---- EXTRACTED MATERIAL
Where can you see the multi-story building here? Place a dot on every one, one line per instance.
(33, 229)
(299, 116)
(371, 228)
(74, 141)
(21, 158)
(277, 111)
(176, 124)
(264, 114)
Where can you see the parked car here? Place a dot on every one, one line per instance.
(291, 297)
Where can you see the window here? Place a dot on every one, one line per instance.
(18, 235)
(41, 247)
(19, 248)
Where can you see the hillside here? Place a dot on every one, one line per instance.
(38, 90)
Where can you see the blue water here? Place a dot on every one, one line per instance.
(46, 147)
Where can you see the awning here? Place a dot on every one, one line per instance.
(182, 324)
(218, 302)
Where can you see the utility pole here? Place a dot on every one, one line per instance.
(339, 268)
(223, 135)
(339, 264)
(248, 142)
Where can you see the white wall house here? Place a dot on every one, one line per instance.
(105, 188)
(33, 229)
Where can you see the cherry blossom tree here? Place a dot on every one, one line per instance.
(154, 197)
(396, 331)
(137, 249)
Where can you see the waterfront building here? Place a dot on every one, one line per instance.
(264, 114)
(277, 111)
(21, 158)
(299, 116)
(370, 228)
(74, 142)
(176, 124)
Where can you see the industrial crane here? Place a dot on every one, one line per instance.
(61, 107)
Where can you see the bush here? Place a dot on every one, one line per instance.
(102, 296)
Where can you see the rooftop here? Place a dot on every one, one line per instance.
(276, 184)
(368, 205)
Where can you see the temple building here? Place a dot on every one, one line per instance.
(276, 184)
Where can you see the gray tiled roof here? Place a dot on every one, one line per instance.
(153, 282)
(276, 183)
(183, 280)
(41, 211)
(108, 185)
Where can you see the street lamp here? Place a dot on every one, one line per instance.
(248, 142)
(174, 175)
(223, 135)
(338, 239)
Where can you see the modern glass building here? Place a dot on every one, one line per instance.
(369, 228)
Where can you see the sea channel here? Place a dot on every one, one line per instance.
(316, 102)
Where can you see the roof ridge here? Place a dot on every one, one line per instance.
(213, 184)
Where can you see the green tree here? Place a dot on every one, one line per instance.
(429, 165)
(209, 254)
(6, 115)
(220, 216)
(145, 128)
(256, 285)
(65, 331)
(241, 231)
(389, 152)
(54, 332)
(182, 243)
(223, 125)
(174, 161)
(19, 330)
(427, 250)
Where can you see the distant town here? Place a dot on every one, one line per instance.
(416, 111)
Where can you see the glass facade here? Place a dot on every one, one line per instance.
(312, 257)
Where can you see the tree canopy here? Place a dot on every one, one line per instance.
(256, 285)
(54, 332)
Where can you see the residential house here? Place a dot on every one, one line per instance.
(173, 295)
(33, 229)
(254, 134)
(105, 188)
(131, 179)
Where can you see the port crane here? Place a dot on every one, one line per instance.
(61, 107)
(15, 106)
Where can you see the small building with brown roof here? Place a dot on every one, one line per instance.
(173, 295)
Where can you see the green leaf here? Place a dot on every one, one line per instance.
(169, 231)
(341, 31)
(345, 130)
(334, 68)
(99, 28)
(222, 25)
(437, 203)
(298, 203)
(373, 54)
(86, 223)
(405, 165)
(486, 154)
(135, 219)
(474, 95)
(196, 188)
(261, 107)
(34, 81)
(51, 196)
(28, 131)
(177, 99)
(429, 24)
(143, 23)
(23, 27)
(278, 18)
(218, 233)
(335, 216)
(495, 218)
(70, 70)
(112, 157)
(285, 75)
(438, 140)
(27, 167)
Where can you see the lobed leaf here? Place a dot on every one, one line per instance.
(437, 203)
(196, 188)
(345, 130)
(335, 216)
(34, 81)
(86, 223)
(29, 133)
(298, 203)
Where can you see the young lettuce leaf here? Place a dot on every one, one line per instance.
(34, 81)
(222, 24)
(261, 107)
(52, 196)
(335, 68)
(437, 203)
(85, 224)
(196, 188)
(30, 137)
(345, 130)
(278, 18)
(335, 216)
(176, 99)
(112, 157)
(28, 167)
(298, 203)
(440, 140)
--------
● **OBJECTIVE**: Rewrite the stretch from the line containing "Where can you see the port" through the end of the listing, replacing "port crane" with "harbor crane" and leaving everything else unchanged.

● **ANSWER TO THIS EXERCISE**:
Where can you see the harbor crane here? Place a dot on every one, one line per instance.
(61, 107)
(15, 106)
Where can you see the small building with brown roof here? Place a dot on every one, one line per instance.
(173, 295)
Where can you see the green leaf here? Place a dot on every one, one line per instance.
(169, 231)
(341, 31)
(345, 130)
(334, 68)
(99, 28)
(222, 25)
(437, 203)
(298, 203)
(373, 54)
(86, 223)
(405, 165)
(486, 154)
(135, 219)
(474, 95)
(196, 188)
(261, 107)
(34, 81)
(51, 196)
(28, 131)
(177, 99)
(429, 24)
(143, 23)
(23, 27)
(278, 18)
(218, 233)
(335, 216)
(495, 218)
(70, 70)
(112, 157)
(285, 75)
(438, 140)
(27, 167)
Where can you see the lobed leaf here? Place a dot on every one, one line per instance.
(437, 203)
(196, 188)
(345, 130)
(335, 216)
(34, 81)
(86, 223)
(29, 133)
(298, 203)
Where can you see the young lettuce leaf here? Place a dot on every one, one line per instance.
(34, 81)
(222, 24)
(261, 107)
(52, 196)
(335, 68)
(437, 203)
(85, 224)
(196, 188)
(30, 137)
(345, 130)
(278, 18)
(335, 216)
(176, 99)
(112, 157)
(28, 167)
(298, 203)
(440, 140)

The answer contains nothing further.